* _READING TEXT_:
★ ★ ★

A group of more than 40 nurses with more than 40 years of experience at NYU Langone Long Island campus in Mineola were honored for their service Tuesday.
"Nursing is such a part of you that is just comes very naturally," said registered nurse Eileen Magri.
Registered nurse Joan Trenkle said she remembers the caring moments the most.
"It's been very rewarding. I worked many, many years in dialysis helping people struggle through their dialysis treatments," Trenkle recalled.
"I think it's definitely a calling nursing absolutely a calling," said registered nurse Carol Hanrahan, who started as a candy striper at the hospital 40 years ago. "What meant so much to me is when a patient's family member or a patient they want to hug you, and we miss that. We miss that."
Magri added that working as a nurse during the pandemic was challenging and life changing.
"It was really a privilege to watch the teams work the way they did and be part of that," she said.
Magri also saved a toddler's life the night an
Avianca Airlines plane crashed in Oyster Bay Cove back in 1990.
"We sent a team out to the crash site and we brought back to our ICU was a toddler, little girl. Her parents also were brought here as patients. all three of them survived," she recalled.
All three of the registered nurses said although it is hard work and long hours, there is nothing else they would rather dedicate their life to.
"It is not a job it. It is a profession and you have to be all in," Magri said.
National Nurses Week begins each year on May 6 and ends on May 12, which is Florence Nightingale's birthday.

★ ★ ★

* _EXCERPTED DATA_:
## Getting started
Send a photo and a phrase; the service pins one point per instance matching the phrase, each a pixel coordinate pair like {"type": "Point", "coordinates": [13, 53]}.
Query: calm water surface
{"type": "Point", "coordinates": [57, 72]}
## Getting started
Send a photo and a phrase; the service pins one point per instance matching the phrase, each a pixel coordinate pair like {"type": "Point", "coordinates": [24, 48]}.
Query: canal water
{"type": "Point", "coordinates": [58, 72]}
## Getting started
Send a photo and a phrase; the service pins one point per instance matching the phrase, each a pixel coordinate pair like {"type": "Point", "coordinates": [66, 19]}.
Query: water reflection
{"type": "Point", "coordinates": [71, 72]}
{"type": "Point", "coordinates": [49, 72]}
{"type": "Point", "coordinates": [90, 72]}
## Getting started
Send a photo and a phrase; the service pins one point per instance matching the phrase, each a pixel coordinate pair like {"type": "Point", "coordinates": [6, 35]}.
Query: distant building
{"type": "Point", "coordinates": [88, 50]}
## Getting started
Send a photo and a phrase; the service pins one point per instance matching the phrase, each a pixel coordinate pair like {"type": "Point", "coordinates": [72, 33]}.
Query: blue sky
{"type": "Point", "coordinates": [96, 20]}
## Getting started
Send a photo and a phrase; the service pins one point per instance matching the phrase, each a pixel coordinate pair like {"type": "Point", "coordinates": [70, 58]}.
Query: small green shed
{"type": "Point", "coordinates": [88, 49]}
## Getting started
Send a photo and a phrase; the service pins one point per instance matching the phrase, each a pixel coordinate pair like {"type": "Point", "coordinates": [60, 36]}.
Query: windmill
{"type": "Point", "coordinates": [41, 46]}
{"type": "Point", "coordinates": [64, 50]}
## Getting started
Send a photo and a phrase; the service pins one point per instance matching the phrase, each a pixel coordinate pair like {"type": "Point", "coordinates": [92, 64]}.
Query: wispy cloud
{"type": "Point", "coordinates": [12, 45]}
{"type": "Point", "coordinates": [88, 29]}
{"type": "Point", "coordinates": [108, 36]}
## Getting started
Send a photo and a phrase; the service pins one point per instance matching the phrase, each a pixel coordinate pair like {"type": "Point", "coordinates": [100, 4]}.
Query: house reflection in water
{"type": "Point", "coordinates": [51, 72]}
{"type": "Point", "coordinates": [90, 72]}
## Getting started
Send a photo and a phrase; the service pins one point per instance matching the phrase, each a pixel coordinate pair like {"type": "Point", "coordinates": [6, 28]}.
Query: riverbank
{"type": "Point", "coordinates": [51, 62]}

★ ★ ★

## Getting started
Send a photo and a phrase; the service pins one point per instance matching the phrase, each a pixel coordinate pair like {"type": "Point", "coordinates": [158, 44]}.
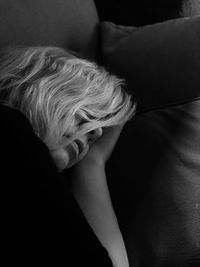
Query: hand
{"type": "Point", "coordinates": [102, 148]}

★ ★ ★

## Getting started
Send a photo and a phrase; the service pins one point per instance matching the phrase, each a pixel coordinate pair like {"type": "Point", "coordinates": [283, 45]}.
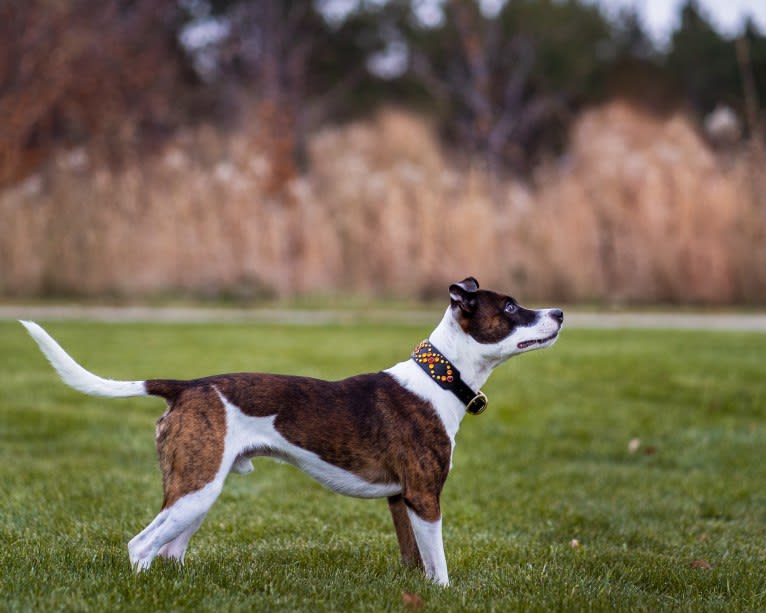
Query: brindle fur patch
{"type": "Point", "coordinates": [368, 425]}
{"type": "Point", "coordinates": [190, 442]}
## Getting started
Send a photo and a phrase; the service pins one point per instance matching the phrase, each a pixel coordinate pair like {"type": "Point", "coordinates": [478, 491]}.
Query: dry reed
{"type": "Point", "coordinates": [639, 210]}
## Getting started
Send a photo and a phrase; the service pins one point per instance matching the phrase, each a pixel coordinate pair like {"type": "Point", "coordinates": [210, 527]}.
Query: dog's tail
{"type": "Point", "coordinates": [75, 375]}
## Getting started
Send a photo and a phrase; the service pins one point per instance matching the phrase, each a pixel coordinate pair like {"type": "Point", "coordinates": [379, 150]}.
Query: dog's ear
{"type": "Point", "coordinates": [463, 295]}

★ ★ ★

* _INSTRUCTIONS TO FOLLOW_: In the article about the honored NYU Langone nurses, how did Carol Hanrahan start at the hospital?

* _RESULT BELOW_: She started as a candy striper there 40 years ago.